___ SOURCE PASSAGE

You might be interested in taking a look at Graft (https://graft.rs/). I have been iterating in this space for the last year, and have learned a lot about it. Graft has a slightly different set of goals, one of which is to keep writes fast and small and optimize for partial replication. That said, Graft shares several design decisions, including the use of framed ZStd compression to store pages.
I do like the B-tree aware grouping idea. This seems like a useful optimization for larger scan-style workloads. It helps eliminate the need to vacuum as much.
Have you considered doing other kinds of optimizations? Empty pages, free pages, etc.
Very cool, thanks. I hadn’t seen Graft before, but that sounds pretty adjacent in a lot of interesting ways. I looked at the repo and see what I can apply.
I've tried out all sorts of optimizations - for free pages, I've considered leaving empty space in each S3 object and serving those as free pages to get efficient writes without shuffling pages too much. My current bias has been to over-store a little if it keeps the read path simpler, since the main goal so far has been making cold reads plausible rather than maximizing space efficiency. Especially because free pages compress well.

______

> **WHAT THE EXERCISE ASKS**:
Quote the thread above from "Have you considered" up to and including "I can apply.".

___ DATA PROVIDED

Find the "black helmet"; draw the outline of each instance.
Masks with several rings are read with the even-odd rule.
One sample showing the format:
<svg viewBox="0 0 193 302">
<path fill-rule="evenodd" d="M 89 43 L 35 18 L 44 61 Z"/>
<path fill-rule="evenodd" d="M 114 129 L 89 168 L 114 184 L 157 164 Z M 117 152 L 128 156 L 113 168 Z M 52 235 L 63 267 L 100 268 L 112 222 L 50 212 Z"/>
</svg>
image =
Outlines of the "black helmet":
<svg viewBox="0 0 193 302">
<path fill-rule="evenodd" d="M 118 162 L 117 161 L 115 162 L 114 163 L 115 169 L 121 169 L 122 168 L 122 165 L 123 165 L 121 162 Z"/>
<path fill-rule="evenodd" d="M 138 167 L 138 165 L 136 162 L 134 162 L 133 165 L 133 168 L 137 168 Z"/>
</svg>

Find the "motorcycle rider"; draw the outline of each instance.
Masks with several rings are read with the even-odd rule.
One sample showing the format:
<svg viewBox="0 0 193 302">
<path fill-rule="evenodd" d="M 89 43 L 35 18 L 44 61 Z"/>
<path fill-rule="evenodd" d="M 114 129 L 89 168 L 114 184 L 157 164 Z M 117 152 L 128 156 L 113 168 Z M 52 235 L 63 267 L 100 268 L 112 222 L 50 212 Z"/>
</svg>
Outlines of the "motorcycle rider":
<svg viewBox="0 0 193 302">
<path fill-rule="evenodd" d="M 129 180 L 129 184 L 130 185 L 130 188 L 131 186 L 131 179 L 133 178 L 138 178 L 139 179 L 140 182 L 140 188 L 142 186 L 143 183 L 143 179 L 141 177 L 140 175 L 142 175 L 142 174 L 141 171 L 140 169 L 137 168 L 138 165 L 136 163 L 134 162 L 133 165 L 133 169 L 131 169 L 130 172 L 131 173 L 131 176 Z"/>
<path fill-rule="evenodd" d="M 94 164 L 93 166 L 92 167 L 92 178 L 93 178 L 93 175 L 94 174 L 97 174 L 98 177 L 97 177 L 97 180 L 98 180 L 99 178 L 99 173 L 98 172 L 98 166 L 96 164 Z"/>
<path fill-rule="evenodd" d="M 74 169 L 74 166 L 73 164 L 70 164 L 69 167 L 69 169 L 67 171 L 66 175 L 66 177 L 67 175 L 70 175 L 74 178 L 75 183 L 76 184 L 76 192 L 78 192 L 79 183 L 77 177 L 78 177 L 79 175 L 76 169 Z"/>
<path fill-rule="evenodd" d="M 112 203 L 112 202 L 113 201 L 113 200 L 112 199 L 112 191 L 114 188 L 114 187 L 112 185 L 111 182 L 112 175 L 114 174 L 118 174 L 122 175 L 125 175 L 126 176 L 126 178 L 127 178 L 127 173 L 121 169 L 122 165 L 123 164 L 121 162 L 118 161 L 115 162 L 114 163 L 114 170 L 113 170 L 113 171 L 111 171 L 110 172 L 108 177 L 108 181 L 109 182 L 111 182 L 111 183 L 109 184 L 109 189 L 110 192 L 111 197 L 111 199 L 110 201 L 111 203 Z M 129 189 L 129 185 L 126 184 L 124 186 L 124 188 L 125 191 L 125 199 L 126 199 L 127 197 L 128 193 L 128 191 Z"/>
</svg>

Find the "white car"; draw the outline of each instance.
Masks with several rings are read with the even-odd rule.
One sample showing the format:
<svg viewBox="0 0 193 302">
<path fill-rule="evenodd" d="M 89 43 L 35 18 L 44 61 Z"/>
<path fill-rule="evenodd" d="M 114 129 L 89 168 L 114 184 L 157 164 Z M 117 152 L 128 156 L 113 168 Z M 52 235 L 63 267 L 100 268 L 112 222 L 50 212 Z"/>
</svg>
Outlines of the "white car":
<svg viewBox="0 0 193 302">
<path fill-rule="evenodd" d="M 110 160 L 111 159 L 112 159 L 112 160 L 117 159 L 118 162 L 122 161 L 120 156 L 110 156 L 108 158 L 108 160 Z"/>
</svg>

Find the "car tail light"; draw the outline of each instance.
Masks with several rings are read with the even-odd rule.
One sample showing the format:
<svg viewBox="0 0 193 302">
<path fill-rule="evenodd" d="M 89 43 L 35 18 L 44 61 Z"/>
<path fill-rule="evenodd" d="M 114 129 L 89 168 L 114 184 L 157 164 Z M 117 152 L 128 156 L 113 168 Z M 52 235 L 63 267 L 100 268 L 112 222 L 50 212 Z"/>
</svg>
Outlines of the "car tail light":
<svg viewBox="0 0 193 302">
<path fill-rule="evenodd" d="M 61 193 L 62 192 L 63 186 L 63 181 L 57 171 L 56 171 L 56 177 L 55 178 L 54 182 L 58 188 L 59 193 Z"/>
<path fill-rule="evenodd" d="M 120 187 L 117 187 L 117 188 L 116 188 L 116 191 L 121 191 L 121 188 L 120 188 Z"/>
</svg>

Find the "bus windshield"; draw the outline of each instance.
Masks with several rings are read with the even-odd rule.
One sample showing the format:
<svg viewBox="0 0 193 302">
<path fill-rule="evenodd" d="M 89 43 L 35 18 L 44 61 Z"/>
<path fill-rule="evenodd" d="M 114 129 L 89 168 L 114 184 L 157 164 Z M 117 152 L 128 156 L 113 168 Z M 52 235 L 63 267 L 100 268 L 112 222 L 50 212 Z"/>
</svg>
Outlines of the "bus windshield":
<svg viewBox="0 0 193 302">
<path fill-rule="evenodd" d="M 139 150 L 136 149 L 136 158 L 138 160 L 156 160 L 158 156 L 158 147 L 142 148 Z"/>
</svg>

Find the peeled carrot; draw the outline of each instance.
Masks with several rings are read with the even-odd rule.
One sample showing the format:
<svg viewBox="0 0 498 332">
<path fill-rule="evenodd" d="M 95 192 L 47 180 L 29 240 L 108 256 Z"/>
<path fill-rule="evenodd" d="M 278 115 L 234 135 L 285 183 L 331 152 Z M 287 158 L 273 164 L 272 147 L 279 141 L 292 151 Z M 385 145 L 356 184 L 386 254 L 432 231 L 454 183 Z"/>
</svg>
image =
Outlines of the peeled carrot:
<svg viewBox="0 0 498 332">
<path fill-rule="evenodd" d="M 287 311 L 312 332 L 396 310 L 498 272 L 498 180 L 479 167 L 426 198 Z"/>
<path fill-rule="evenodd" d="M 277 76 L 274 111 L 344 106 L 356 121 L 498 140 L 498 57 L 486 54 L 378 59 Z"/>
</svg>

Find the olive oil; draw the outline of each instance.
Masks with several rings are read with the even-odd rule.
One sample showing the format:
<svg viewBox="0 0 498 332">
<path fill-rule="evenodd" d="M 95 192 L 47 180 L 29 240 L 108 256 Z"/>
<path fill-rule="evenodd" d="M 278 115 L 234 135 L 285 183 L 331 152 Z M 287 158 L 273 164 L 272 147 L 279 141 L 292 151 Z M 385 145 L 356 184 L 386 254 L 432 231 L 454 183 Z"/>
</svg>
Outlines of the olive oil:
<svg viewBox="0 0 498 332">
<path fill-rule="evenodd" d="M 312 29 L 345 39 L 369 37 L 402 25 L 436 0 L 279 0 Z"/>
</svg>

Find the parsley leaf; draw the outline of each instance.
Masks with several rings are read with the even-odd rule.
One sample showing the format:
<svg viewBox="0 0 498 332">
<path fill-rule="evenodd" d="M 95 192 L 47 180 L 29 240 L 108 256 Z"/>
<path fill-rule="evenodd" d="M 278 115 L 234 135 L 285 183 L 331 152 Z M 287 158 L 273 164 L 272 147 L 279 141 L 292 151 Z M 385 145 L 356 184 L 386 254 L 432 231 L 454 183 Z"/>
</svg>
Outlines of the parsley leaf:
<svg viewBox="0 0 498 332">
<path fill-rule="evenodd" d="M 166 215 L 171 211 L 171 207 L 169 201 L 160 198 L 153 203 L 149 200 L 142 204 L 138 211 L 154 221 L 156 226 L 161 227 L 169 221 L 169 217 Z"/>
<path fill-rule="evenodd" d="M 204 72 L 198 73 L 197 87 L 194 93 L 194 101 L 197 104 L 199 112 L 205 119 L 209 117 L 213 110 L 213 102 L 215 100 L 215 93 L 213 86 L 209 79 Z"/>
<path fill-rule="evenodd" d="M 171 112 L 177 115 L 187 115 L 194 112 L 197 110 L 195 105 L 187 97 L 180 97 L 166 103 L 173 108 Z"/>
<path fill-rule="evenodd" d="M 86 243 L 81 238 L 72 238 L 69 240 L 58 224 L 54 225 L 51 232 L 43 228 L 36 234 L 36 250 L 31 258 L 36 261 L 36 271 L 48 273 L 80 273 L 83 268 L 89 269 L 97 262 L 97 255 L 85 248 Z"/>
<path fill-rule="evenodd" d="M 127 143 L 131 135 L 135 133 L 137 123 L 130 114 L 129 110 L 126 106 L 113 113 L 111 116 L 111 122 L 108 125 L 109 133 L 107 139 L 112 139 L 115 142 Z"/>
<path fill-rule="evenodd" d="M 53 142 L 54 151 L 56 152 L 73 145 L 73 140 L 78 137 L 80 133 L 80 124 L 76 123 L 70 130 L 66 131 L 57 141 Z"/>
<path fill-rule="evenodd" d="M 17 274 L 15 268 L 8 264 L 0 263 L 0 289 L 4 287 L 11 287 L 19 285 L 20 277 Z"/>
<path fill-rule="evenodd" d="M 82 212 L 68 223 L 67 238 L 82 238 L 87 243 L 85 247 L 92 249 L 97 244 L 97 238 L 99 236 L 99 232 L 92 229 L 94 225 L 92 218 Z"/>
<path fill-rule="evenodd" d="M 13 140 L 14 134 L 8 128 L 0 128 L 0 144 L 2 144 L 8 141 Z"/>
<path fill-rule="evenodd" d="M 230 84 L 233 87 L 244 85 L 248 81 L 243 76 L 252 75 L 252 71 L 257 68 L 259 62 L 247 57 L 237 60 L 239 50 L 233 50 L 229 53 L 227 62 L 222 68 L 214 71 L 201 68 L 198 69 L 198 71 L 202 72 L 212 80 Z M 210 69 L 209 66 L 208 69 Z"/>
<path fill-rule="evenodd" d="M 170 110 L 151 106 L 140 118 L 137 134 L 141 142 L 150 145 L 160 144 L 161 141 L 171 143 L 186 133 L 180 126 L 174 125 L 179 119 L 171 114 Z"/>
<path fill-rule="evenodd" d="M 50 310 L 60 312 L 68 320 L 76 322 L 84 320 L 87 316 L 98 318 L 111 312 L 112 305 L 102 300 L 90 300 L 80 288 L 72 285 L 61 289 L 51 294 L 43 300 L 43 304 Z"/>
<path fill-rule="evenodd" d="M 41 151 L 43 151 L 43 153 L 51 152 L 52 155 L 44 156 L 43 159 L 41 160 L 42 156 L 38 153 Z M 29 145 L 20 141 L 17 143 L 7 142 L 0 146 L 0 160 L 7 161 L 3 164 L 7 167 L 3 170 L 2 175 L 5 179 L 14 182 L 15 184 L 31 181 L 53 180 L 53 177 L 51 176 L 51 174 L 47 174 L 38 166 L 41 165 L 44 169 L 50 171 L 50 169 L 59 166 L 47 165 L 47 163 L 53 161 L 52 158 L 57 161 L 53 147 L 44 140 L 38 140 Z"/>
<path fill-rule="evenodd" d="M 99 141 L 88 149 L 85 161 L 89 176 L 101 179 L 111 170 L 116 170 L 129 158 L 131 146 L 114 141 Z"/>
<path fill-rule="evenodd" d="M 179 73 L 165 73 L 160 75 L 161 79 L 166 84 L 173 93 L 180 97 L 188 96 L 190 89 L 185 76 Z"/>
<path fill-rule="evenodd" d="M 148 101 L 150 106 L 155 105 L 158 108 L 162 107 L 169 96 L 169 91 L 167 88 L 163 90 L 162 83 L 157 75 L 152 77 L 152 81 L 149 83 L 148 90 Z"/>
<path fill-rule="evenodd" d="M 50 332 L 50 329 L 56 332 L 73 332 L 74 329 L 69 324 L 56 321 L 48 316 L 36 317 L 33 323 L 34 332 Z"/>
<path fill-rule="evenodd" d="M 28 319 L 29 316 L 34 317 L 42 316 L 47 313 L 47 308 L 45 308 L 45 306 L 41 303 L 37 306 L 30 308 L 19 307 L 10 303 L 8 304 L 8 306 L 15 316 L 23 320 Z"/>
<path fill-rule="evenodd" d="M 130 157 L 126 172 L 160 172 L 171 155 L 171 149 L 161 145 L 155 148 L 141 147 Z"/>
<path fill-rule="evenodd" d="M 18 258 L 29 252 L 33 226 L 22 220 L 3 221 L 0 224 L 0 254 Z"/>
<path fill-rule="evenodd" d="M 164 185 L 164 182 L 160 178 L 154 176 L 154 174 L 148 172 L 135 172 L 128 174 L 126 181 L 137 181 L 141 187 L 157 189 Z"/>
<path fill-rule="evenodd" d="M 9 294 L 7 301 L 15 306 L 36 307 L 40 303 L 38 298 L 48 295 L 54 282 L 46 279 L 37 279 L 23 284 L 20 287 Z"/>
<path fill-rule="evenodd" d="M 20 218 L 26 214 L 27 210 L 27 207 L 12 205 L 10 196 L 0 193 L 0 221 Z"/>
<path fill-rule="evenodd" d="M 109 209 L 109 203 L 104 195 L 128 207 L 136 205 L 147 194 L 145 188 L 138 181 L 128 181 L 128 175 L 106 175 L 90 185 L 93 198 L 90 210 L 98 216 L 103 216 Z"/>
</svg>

______

> **COMPLETE ANSWER**:
Have you considered doing other kinds of optimizations? Empty pages, free pages, etc.
Very cool, thanks. I hadn’t seen Graft before, but that sounds pretty adjacent in a lot of interesting ways. I looked at the repo and see what I can apply.